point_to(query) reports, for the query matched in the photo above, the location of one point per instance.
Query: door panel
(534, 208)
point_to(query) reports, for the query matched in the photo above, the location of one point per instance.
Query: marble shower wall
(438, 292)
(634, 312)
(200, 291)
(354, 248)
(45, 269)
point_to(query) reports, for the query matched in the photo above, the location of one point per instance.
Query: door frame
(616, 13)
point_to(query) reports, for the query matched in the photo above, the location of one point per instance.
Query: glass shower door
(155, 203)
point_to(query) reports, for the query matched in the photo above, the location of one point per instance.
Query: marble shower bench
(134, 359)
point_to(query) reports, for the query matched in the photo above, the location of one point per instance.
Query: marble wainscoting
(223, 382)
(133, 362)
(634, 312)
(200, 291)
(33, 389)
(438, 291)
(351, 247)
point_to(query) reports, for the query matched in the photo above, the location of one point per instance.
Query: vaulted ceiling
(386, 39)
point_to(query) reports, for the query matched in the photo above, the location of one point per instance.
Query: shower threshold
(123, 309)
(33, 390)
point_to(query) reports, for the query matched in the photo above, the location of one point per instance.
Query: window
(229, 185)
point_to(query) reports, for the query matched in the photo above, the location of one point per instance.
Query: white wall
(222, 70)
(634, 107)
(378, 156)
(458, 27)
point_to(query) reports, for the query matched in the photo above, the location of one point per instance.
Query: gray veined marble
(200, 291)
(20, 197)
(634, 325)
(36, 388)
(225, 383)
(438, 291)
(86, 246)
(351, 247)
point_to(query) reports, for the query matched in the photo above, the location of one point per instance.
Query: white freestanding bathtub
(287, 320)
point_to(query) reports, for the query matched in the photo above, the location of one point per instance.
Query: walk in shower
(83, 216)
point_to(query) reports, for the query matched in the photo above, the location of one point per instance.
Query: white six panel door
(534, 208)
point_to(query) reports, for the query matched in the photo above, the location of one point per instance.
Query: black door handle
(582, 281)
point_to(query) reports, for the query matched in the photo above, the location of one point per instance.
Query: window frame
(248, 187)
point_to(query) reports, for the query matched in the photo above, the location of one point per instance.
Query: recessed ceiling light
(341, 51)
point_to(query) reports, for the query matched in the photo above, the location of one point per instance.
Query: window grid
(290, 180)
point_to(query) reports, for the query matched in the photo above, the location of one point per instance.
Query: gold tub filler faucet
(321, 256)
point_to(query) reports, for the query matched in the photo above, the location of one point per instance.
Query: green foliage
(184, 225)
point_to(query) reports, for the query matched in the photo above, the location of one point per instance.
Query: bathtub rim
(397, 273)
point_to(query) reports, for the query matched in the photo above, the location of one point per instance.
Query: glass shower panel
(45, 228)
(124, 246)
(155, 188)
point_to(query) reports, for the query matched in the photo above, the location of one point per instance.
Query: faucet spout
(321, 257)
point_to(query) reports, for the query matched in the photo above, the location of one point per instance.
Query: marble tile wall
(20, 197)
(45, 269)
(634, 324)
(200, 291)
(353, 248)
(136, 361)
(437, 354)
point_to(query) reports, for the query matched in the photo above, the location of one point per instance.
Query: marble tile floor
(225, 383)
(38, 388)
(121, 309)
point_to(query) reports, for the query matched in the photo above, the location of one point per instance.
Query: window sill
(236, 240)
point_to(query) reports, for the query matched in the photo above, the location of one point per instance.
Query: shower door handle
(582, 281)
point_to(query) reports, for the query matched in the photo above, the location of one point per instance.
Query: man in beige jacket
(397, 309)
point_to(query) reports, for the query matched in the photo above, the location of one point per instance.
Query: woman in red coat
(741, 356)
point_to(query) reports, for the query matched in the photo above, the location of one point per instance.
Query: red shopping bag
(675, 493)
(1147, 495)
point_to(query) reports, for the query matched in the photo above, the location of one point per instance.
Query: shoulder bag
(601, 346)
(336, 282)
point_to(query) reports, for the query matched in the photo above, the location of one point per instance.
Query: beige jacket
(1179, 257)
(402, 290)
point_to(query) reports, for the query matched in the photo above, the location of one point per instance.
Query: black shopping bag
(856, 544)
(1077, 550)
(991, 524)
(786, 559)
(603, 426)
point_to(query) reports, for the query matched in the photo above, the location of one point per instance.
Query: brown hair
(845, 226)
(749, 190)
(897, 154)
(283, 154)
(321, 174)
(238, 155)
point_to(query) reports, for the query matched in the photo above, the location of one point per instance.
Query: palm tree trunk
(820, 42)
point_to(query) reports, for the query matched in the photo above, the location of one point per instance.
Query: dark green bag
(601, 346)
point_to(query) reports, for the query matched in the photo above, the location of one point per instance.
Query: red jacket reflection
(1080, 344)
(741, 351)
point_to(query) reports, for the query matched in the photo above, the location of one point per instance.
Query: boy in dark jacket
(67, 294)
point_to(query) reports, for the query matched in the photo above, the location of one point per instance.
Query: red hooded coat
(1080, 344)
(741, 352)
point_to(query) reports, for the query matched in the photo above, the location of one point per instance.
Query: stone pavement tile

> The problem
Find every line in the rows above that contains the word "beige" and copy each of those lines in full.

> Exercise response
Query: man in beige jacket
Query: beige jacket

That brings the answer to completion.